__Stated goal__. Convert every line of the listing below into a JSON list of strings, one string per line, skipping any blank lines.
((
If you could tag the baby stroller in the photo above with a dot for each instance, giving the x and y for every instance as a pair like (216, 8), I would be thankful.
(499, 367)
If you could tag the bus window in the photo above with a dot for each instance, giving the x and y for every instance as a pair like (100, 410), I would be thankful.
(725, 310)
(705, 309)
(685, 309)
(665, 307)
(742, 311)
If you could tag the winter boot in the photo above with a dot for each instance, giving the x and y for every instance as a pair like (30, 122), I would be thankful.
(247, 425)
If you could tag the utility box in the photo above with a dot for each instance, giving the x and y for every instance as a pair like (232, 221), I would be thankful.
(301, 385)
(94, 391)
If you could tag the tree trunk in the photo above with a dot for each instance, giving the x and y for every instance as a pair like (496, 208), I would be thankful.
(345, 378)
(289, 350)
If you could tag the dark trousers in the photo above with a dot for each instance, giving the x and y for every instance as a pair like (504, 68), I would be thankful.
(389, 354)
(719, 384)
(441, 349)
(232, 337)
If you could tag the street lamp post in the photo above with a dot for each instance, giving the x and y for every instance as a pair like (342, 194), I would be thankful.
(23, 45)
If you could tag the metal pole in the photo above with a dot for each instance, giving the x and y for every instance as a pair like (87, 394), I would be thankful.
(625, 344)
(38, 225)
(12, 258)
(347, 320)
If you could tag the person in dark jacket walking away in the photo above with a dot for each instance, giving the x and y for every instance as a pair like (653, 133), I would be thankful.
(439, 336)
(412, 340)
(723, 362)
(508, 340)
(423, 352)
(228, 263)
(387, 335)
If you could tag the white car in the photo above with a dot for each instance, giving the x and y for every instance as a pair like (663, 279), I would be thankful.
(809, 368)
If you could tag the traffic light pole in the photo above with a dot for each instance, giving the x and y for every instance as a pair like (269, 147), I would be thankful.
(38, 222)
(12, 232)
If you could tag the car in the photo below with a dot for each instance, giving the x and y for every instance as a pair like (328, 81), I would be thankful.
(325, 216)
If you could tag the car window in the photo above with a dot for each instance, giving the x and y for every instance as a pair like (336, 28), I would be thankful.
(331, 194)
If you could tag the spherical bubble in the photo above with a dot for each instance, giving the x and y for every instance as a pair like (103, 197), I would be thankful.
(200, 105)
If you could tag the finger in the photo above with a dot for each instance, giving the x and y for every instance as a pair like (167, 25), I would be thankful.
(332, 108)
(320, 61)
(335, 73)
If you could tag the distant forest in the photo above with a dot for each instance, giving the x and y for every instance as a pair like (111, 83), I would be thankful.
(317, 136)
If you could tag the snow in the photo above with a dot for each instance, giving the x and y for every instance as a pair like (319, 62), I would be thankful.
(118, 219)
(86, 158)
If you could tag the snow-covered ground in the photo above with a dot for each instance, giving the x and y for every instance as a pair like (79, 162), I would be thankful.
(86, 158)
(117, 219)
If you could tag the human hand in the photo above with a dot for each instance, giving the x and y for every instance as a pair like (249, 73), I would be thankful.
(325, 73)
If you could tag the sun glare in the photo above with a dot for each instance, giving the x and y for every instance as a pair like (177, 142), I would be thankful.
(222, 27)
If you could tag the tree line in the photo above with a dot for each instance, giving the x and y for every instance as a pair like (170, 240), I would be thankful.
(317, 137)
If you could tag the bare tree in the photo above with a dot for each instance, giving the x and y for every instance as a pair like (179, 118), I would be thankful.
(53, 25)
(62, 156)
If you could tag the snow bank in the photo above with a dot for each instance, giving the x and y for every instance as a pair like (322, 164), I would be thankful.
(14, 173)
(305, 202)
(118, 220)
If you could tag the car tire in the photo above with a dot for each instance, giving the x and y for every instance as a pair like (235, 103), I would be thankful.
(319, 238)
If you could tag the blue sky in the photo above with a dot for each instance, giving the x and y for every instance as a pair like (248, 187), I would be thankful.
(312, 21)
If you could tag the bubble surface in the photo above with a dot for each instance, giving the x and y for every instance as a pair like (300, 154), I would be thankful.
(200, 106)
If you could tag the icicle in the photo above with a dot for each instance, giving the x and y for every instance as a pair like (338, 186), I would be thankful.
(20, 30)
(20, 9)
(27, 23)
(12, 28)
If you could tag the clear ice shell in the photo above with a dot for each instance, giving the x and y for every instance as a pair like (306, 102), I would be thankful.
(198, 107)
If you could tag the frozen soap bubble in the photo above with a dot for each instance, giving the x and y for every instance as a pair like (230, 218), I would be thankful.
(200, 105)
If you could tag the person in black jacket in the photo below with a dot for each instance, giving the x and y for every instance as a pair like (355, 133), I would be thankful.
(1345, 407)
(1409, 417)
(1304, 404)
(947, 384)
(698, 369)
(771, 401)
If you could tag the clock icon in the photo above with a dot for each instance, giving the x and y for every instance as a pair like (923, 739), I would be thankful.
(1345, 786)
))
__Full response__.
[
  "If you could tag the baby stroller in the photo above with a dot for each instance, giving the x and y for every instance as a pair like (216, 8), I would be thankful.",
  "(499, 367)",
  "If you could tag the bus window in the photo above with a dot for each instance, giving the x and y for every instance as a pair like (100, 410), I would be thankful.",
  "(725, 310)",
  "(705, 309)",
  "(685, 309)",
  "(665, 307)",
  "(742, 311)",
  "If you could tag the winter boot in the photo above with a dot for each instance, giving the x and y for every instance as a pair like (30, 122), I would be thankful.",
  "(247, 425)",
  "If you could tag the utility box in the photo above with a dot for each instance, giving the x and y for every instance as a pair like (232, 221), I would be thankful.",
  "(301, 385)",
  "(94, 391)",
  "If you could tag the tree trunk in the photo above with a dot for each instance, giving the x and y for every instance as a pair like (496, 208), I would be thankful.",
  "(345, 378)",
  "(289, 350)",
  "If you could tag the dark trousers in the photo above with a dot for each instance, giving the x and y for every instance as a pair like (504, 68), I would be thankful.",
  "(389, 354)",
  "(719, 384)",
  "(441, 349)",
  "(232, 337)",
  "If you could tag the street lamp post in the photo above with a dot for each instance, giving the x and y for every instance as a pair like (342, 194), I would be thankful.",
  "(23, 45)",
  "If you could tag the metal pole in the photo above with a dot for each instance, giving the x and y for every instance as a pair like (87, 394), I would be thankful.",
  "(625, 344)",
  "(38, 225)",
  "(12, 258)",
  "(347, 320)",
  "If you could tag the person in dark jacket walking away in the photo above with a dot for each instance, giving the x and y for every instance as a pair like (653, 133), I would be thankful.",
  "(439, 336)",
  "(412, 340)",
  "(723, 362)",
  "(508, 340)",
  "(423, 352)",
  "(228, 263)",
  "(387, 335)",
  "If you could tag the white car in the photo above with a dot for each instance, giving the x and y for every instance as a pair like (663, 279), I would be thankful.",
  "(809, 368)",
  "If you could tag the traffic light pole in the photo above with a dot for each instance, giving the x and y for every instance as a pair like (269, 147), I would be thankful.",
  "(38, 222)",
  "(12, 232)",
  "If you could tag the car in the photo below with a dot for each instance, giving the x and y for every instance as a pair like (328, 81), I would be thankful.",
  "(325, 216)",
  "If you could tag the car window in the photo above with a dot for each instance, giving the x and y for every instance as a pair like (336, 28), I would be thankful.",
  "(331, 194)",
  "If you could tag the spherical bubble in the photo above with a dot for each instance, giving the x and y for every instance as a pair like (103, 197), I would be thankful.",
  "(200, 105)",
  "If you could tag the finger in the photo above with a dot for each instance, giving the x and y for every instance as a pair like (167, 25), I would be thankful.",
  "(332, 108)",
  "(320, 61)",
  "(335, 73)",
  "If you could tag the distant forest in the photo above with a dot for each instance, giving the x and y for every instance as a pair like (111, 83), I would be thankful.",
  "(317, 136)",
  "If you could tag the snow in the photo above with a dot for each instance, giving the x and y for every instance as a pair like (319, 62), I would be thankful.",
  "(118, 219)",
  "(86, 158)",
  "If you could tag the snow-covered ground in the photo above with a dot for each instance, giving the x and y for every instance as a pair like (79, 162), I would be thankful.",
  "(86, 158)",
  "(117, 219)",
  "If you could tag the human hand in the photo above with a dot for each instance, giving the x and y for every instance as a pair like (249, 73), I would be thankful.",
  "(325, 73)",
  "If you could tag the sun glare in the photo above with a dot for each instance, giving the x and y for every instance as a pair like (177, 142), I would be thankful.",
  "(222, 27)",
  "If you could tag the tree line in the photo above with a dot for each instance, giving the x and y for every instance as a pair like (170, 240), I would be thankful.",
  "(317, 137)",
  "If you could tag the bare tree in the photo above with a dot for each instance, giving the x and y for every instance as a pair like (179, 118), I would be thankful.",
  "(53, 25)",
  "(62, 156)",
  "If you could tag the snow bank in the photo above with a dot for each instance, giving the x and y for every instance as a pair like (322, 164), I would be thankful.",
  "(14, 173)",
  "(305, 202)",
  "(118, 220)",
  "If you could tag the car tire in the photo above with a dot for each instance, giving the x and y for every instance as a pair like (235, 103), I would be thankful.",
  "(319, 238)",
  "If you could tag the blue sky in the photo above with a dot for each instance, giving the x and y for every instance as a pair like (248, 187), I would be thankful.",
  "(312, 21)",
  "If you could tag the bubble surface in the photo above with a dot for each instance, giving the x and y for every instance as a pair like (300, 154), I would be thankful.",
  "(200, 106)",
  "If you could tag the icicle in the photo above with a dot for each instance, giving the x and y for every instance as a pair like (338, 186), I would be thankful.",
  "(20, 30)",
  "(20, 9)",
  "(27, 23)",
  "(12, 28)",
  "If you could tag the clear ice shell in the photo above with a dot for each instance, giving the x and y for every instance as a pair like (306, 102), I would be thankful.",
  "(198, 107)",
  "If you could tag the frozen soap bubble in the photo above with a dot for each instance, giving the x and y for every instance as a pair like (230, 218), I would be thankful.",
  "(200, 105)",
  "If you could tag the person in black jacket in the photo below with a dot for each instance, giving the x and y for every instance as a pair like (355, 133), I would be thankful.",
  "(1345, 407)",
  "(1409, 417)",
  "(1304, 404)",
  "(947, 384)",
  "(698, 369)",
  "(771, 401)",
  "If you could tag the clock icon in the photo above with a dot for each instance, giving the x and y for every instance as a pair like (923, 739), I would be thankful.",
  "(1345, 786)"
]